=== THE REQUEST ===
Give all of the lines again, with nothing added or dropped.

Records from a collection:
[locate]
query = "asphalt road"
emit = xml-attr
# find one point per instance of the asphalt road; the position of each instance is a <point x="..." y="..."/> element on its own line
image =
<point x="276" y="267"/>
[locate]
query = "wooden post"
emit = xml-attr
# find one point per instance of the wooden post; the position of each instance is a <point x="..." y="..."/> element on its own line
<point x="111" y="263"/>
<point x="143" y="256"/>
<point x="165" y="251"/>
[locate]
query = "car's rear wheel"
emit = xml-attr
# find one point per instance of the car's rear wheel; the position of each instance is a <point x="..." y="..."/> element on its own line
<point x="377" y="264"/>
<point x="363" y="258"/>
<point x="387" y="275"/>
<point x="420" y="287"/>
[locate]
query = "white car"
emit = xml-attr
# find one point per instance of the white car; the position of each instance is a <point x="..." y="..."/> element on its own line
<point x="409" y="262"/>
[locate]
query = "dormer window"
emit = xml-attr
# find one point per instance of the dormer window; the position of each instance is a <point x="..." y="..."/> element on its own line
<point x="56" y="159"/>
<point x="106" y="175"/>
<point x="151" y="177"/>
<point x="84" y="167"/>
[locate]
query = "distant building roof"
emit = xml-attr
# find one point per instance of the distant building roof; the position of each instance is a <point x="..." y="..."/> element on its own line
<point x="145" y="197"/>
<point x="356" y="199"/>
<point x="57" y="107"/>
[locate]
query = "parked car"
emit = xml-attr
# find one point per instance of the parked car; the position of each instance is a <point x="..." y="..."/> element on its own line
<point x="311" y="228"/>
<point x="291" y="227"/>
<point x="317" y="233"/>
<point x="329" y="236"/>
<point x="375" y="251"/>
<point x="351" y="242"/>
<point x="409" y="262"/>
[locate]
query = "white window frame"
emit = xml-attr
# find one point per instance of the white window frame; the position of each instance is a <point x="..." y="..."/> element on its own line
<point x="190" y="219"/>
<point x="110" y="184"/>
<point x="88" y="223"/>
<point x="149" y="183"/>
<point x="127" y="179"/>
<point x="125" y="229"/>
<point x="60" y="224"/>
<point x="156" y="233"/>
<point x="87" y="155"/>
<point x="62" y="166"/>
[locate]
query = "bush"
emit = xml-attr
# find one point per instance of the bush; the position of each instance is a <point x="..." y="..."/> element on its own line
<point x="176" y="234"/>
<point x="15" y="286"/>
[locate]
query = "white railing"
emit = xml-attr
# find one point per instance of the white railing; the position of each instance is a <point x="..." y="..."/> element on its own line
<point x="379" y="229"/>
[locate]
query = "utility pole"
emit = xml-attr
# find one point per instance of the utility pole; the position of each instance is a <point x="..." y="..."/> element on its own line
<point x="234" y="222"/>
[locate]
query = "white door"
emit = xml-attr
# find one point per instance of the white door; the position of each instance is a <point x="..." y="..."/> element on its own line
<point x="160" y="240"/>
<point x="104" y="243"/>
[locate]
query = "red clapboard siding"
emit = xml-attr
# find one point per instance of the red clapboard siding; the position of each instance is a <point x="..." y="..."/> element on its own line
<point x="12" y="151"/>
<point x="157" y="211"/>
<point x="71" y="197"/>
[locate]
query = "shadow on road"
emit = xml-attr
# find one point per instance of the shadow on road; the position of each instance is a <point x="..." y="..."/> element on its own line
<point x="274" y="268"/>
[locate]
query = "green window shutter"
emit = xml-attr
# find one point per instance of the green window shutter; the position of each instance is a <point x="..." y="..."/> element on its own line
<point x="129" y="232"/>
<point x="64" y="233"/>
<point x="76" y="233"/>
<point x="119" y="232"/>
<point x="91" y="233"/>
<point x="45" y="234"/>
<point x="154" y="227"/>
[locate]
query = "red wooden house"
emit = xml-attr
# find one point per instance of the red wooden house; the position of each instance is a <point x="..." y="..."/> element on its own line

=== RESPONSE ===
[locate]
query = "asphalt road"
emit = xml-attr
# find one point per instance of the asphalt road; the position of each instance is a <point x="..." y="..."/> element on its own line
image =
<point x="276" y="267"/>
[locate]
query = "wooden post"
emit = xml-attr
# find one point per instance of the wooden post; the position of each instance is a <point x="..." y="..."/> element on its own line
<point x="111" y="263"/>
<point x="143" y="256"/>
<point x="165" y="251"/>
[locate]
query = "car's rear wheel"
emit = xml-attr
# find one point per instance of the car's rear wheel; the position of each instance is a <point x="..." y="..."/> element on its own line
<point x="377" y="264"/>
<point x="363" y="258"/>
<point x="387" y="275"/>
<point x="420" y="287"/>
[locate]
query = "white car"
emit = xml-attr
# find one point per instance of the white car; the position of each instance is a <point x="..." y="..."/> element on its own line
<point x="409" y="262"/>
[locate]
query = "dormer window"
emit = xml-attr
# find one point per instance of the dormer window; the position of each instance is a <point x="..." y="..."/> element on its own line
<point x="56" y="159"/>
<point x="106" y="175"/>
<point x="151" y="177"/>
<point x="84" y="167"/>
[locate]
query = "distant building roof"
emit = xml-attr
# find one point per instance of the distant building roof; the position of each instance is a <point x="..." y="..."/> element on its own line
<point x="145" y="197"/>
<point x="356" y="199"/>
<point x="57" y="107"/>
[locate]
query = "parked car"
emit = xml-attr
# find one point per instance of the parked car; the position of each instance is a <point x="..." y="..."/> element on its own line
<point x="311" y="228"/>
<point x="291" y="227"/>
<point x="317" y="233"/>
<point x="329" y="236"/>
<point x="375" y="251"/>
<point x="351" y="242"/>
<point x="409" y="262"/>
[locate]
query = "white window frame"
emit = xml-attr
# find one point per instance of the white window frame; the position of each instance is a <point x="..." y="..."/> element on its own line
<point x="190" y="219"/>
<point x="110" y="184"/>
<point x="88" y="223"/>
<point x="149" y="183"/>
<point x="127" y="179"/>
<point x="125" y="229"/>
<point x="60" y="224"/>
<point x="156" y="233"/>
<point x="87" y="155"/>
<point x="62" y="166"/>
[locate]
query = "bush"
emit = xml-attr
# find one point per instance of the bush; the position of each instance is a <point x="..." y="..."/> element on its own line
<point x="176" y="234"/>
<point x="15" y="286"/>
[locate]
query = "white railing"
emit = xml-attr
# find one point per instance of the white railing; the position of each instance is a <point x="..." y="..."/> element on its own line
<point x="379" y="229"/>
[locate]
query = "utility pole"
emit = xml-attr
# find one point per instance of the utility pole; the position of each instance is a <point x="..." y="..."/> element on its own line
<point x="234" y="222"/>
[locate]
query = "white door"
emit = xml-attr
# find one point per instance of the white door; the position of each instance is a <point x="..." y="..."/> element on its own line
<point x="160" y="240"/>
<point x="104" y="243"/>
[locate]
query = "red clapboard siding"
emit = xml-attr
# find one point per instance of the red clapboard siding; the position of each instance is a <point x="..." y="..."/> element on its own line
<point x="12" y="151"/>
<point x="157" y="211"/>
<point x="71" y="197"/>
[locate]
query = "shadow on road"
emit = xml-attr
# find one point per instance of the shadow on road; the position of each instance is a <point x="..." y="..."/> element on its own line
<point x="274" y="268"/>
[locate]
query = "green window shutter"
emit = xml-attr
# find one point per instance of the green window shutter; the position of each instance is a <point x="..." y="..."/> element on its own line
<point x="129" y="232"/>
<point x="64" y="233"/>
<point x="76" y="233"/>
<point x="119" y="232"/>
<point x="91" y="233"/>
<point x="45" y="234"/>
<point x="154" y="227"/>
[locate]
query = "red wooden house"
emit = xml-attr
# find one point per instance of the red wooden house; the position of each instance is a <point x="..." y="..."/> element on its own line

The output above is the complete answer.